### [REQUIREMENT 1]
In the essay on The Rainbow Fish, who does the first sentence say reads the book to children every year?

### [PASSAGE GIVEN]
** start **

Marcus Pfister’s The Rainbow Fish is a picture book classic, read to children every year by excited parents, grandparents, and teachers. Telling the story of a fish who has a bunch of beautiful rainbow scales that the other, plainer fish envy until Rainbow Fish decides to give away all of his glittering scales except one, the story is presented as a lesson on sharing. And, bonus, the illustrations are beautiful, with actual shiny metallic scales on every page.

I have always hated this book.

The Rainbow Fish ranks high with The Giving Tree on my list of books that well-meaning adults think demonstrate good morals and teach children to help and share with others. But the actual text of The Rainbow Fish never came across as a feel-good story to me, but rather as a disturbing tale where a fish is bullied into literally pulling off pieces of his body to “share” with other who are jealous of him.

Rainbow Fish is, of course, not without his own faults. He starts the story vain of his own unique glittering scales; he seems to think himself a bit better than the other less beautiful fish and spend a lot of time hoping other fish will admire him. It’s easy to see why other fish, even if initially drawn by his beauty, might not find it fun to hang out with him. Once the other fish start badgering him to ask him to give them some of his rainbow scales, however, they are the ones who are in the wrong.

One could argue that the book is just a metaphor, and readers needn’t be disturbed by the fact that fish are literally asking for pieces of the Rainbow Fish’s body — and that Rainbow Fish ultimately gives in to their demands. This is clearly weird and rude and invasive, and if someone started asking me to give them locks of my hair because they thought it was just so lovely and they wanted some of it to make a wig so they could look lovely, too, I would be rightfully creeped out and maybe look into getting a restraining order out of fear this person would jump me with a pair of scissors.

However, if one replaces the rainbow scales with something more innocuous, like chocolate chip cookies, I don’t think the book is teaching a good lesson. The fact that someone has something I don’t have, or has more of something I do have, may mean they are in a position of privilege — but it doesn’t mean I have a right to ask to them to share. If someone comes to my workplace with a giant bag of bagels, it’s a bit rude of me to walk up to them and demand a bagel (if we don’t have the kind of close relationship where this would be reasonable request). It’s even worse for me to ask for a bagel, be told no, and then proceed to ask that person for a bagel every single day in the hopes they will change their mind. Oh, and also ostracize them because they won’t give me the bagel I keep asking for.

But this is the lesson the book teaches: That the other fish have the right to be angry that Rainbow Fish has pretty scales they don’t. That they have the right to ask him every day to give them his scales. That Rainbow Fish does the right thing when he does rip his own scales off his body to give them away. Sharing is one thing, but boundary stomping and demanding people give you their stuff simply because you want it is another! (Especially because rainbow scales aren’t a necessary like food or shelter.)

** end **

### [REQUIREMENT 2]
Lay out every line of the entries below as a numbered list, skipping blank lines and leaving out the pictures.

### [AVAILABLE DATA]
** start **

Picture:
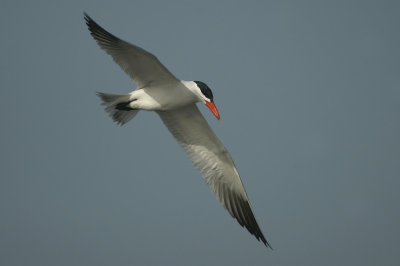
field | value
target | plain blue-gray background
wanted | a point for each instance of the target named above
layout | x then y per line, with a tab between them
309	95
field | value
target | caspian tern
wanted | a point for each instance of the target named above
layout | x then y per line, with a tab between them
175	101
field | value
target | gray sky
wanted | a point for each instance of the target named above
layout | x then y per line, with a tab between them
309	95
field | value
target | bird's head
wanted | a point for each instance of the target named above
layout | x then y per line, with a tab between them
205	95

** end **

### [EXPECTED ANSWER 1]
Parents, grandparents, and teachers.

### [EXPECTED ANSWER 2]
1. Picture:
2. field | value
3. target | plain blue-gray background
4. wanted | a point for each instance of the target named above
5. layout | x then y per line, with a tab between them
6. 309	95
7. field | value
8. target | caspian tern
9. wanted | a point for each instance of the target named above
10. layout | x then y per line, with a tab between them
11. 175	101
12. field | value
13. target | gray sky
14. wanted | a point for each instance of the target named above
15. layout | x then y per line, with a tab between them
16. 309	95
17. field | value
18. target | bird's head
19. wanted | a point for each instance of the target named above
20. layout | x then y per line, with a tab between them
21. 205	95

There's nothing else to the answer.